§ **TEXT BLOCK**
# # # # #

Imitation and Originality
Ego imitates. Unique Self is original. The ego is trapped in imitation because it is a coiled contraction of self. Contraction leads to imitation, which then generates a life of mindless competition, compulsive comparison, and dissatisfaction. The Unique Self is freed from the tyranny of comparison and by its nature is original and therefore self-satisfied. While the ego can never think an original thought, originality is the defining characteristic of the Unique Self.
Satisfaction or Greed
The separate self is driven by greed. Greed is not the want of any specific thing, but rather an insatiable desire that creates perpetual anxiety. Insatiable want is a structure of the egoic mind that seeks more and more in order to confirm its existence. The ego, by its very nature, can never be satisfied. Satisfaction only comes through the Unique Self because we do our very best in the world of becoming without attachment to outcome. Therefore, for Unique Self, the very best is always good enough, whereas for ego, the very best is never good enough. Egoic greed is not evil at root; the problem is the ego’s distortion of the infinite desire for endless creativity, which can only be accessed through the Unique Self.
Unique Self Story vs. Ego Story
The inability to feel safe, valuable, and worthy is a devastating experience for the ego, so it will ward off those feelings at virtually all costs. Thus, the ego often hijacks experience in order to secure a positive self-image. To do this, the ego has a simple, ingenious mechanism. It disguises ambition — its drive for power — and converts it into narrative material that supports its own positive self-image. This is how the separate self story develops, and this is why teachers of True Self enlightenment relay variations of this statement: “To be enlightened, we must let go of our story.” In other words, to move beyond the ego’s story we must be able to look at the story from the outside (in order to let the story become an object of our awareness). When an egoic story is released, space is opened up for a more authentic story to arise — a story that reflects the resplendent singularity of the Unique Self.

# # # # #

§ **TASK TO CARRY OUT**
Extend the passage on ego and the Unique Self, picking up right after its final sentence.

§ **DATASET EXTRACT**
# # # # #

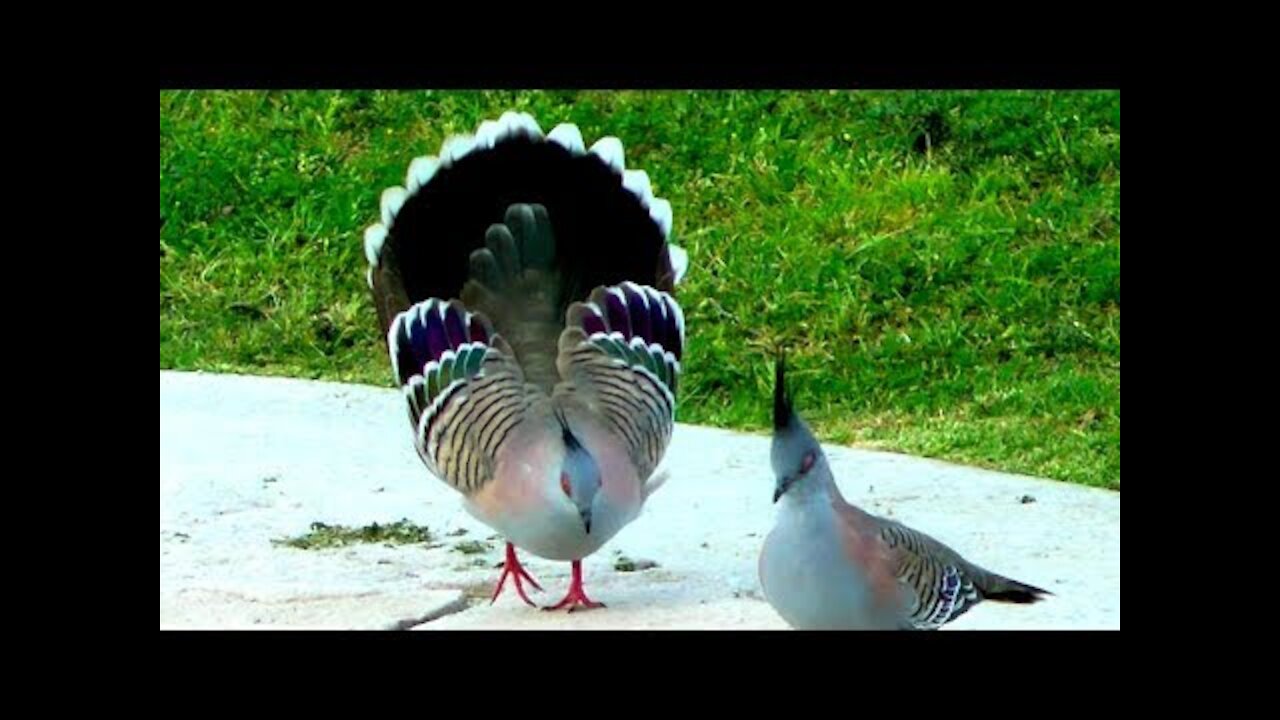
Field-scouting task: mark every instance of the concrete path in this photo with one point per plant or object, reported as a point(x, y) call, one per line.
point(247, 460)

# # # # #

§ **ANSWER BELOW**
Eros or Grasping
The ego is not erotic. Unique Self lives in Eros. The ego lives with the feeling of always being on the outside. Fragmented and grasping, it never shows up fully present for others. To live in Eros means to live with the fullness of presence and with a felt sense of wholeness — it is to yearn without grasping and to live with a sustained experience of interiority.
Authentic Freedom vs. Pseudo Freedom
Ego is a slave that wants to be free. However, the ego understands and experiences freedom / autonomy as being free from external influence. Unique Self, on the other hand, understands and experiences freedom as the ability to live out uniqueness regardless of external circumstances.54
Authentic Player or Victim
Ego clings to every petty detail of our story. From the position of ego, one never lets go of wounds and therefore never can wholeheartedly forgive. If ego does forgive, it is a tactic, not a sacrament. Unique Self forgives freely without giving up its own truth.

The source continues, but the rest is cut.